:: What needs to be done ::
Swap "white cloud" for "gray cloud" in the records from their start through the line containing "point(386, 22)", and reproduce those lines with nothing else changed. Leave the pictures out.

==============================

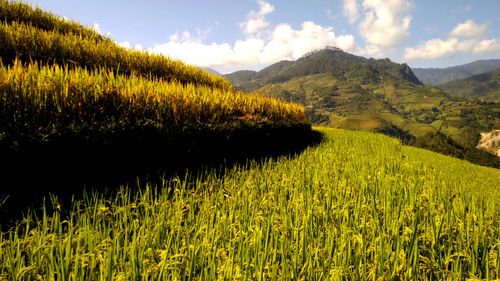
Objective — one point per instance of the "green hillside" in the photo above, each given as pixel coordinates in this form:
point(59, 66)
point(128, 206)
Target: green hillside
point(122, 165)
point(358, 206)
point(437, 76)
point(484, 86)
point(76, 109)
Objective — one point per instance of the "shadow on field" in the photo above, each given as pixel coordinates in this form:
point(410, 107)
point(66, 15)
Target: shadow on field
point(68, 166)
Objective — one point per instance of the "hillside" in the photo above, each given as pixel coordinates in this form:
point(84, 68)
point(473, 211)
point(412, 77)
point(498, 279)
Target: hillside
point(346, 91)
point(359, 205)
point(76, 109)
point(332, 60)
point(484, 87)
point(437, 76)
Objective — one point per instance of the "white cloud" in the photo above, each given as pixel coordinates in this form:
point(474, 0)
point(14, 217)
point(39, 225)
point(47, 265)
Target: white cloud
point(263, 45)
point(467, 37)
point(487, 46)
point(256, 21)
point(331, 15)
point(128, 45)
point(466, 8)
point(351, 10)
point(438, 48)
point(469, 29)
point(386, 22)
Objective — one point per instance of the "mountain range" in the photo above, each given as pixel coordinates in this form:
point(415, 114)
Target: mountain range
point(484, 86)
point(437, 76)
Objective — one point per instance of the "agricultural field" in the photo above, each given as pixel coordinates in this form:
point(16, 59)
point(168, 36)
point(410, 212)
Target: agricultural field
point(358, 206)
point(277, 199)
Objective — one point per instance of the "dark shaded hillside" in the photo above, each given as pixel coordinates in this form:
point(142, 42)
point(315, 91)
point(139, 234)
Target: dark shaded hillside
point(484, 86)
point(436, 76)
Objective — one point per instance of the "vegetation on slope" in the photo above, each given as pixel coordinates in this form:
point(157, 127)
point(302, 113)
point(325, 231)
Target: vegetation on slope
point(70, 97)
point(359, 206)
point(42, 103)
point(436, 76)
point(346, 91)
point(485, 87)
point(58, 77)
point(28, 43)
point(19, 12)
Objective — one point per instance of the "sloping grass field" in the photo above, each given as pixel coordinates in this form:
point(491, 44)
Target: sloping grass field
point(360, 206)
point(357, 206)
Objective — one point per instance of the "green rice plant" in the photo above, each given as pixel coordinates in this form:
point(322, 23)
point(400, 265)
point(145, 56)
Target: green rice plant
point(28, 43)
point(360, 206)
point(40, 103)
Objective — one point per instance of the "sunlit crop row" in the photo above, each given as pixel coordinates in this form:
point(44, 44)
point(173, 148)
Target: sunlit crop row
point(29, 43)
point(40, 101)
point(17, 11)
point(358, 207)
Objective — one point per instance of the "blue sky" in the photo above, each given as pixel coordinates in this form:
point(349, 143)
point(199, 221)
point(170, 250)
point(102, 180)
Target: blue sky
point(251, 34)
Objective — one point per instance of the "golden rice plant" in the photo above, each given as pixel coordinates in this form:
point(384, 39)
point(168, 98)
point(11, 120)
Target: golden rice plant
point(29, 43)
point(40, 101)
point(21, 12)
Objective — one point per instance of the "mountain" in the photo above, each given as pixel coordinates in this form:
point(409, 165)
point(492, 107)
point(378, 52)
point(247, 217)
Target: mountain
point(210, 70)
point(436, 76)
point(490, 141)
point(484, 86)
point(332, 60)
point(342, 90)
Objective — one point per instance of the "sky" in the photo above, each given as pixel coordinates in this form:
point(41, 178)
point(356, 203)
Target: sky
point(230, 35)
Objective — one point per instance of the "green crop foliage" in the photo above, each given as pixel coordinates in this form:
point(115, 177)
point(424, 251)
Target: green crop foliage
point(360, 206)
point(41, 102)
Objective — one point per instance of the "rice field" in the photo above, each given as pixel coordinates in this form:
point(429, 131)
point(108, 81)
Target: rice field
point(30, 34)
point(42, 102)
point(360, 206)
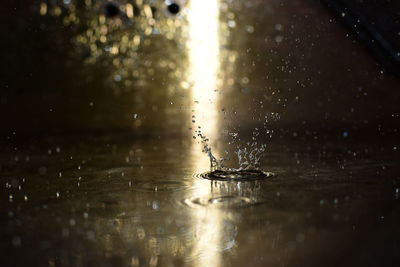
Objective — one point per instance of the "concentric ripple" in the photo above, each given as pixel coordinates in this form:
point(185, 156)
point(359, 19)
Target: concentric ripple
point(221, 201)
point(242, 175)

==============================

:: Output of the exercise ::
Objective — one point per instance of the "green hillside" in the photo above, each given as pixel coordinates in this form:
point(59, 66)
point(128, 206)
Target: green hillside
point(122, 165)
point(358, 206)
point(437, 76)
point(484, 86)
point(76, 109)
Objective — one point per instance of the "shadow on field" in the photo above, each given as pixel coordinates in this form:
point(410, 107)
point(66, 15)
Target: shadow on field
point(68, 166)
Objective — one point per instance of the "hillside" in the photo above, each given as pixel coordinates in this form:
point(84, 68)
point(473, 211)
point(412, 77)
point(498, 279)
Target: hillside
point(346, 91)
point(359, 205)
point(76, 109)
point(332, 60)
point(484, 87)
point(437, 76)
Objective — one point per instance of the "gray cloud" in the photo above, each given as pixel coordinates in this form:
point(474, 0)
point(14, 217)
point(39, 225)
point(47, 265)
Target: gray cloud
point(263, 45)
point(467, 37)
point(487, 46)
point(256, 21)
point(331, 15)
point(128, 45)
point(466, 8)
point(351, 10)
point(438, 48)
point(469, 29)
point(386, 22)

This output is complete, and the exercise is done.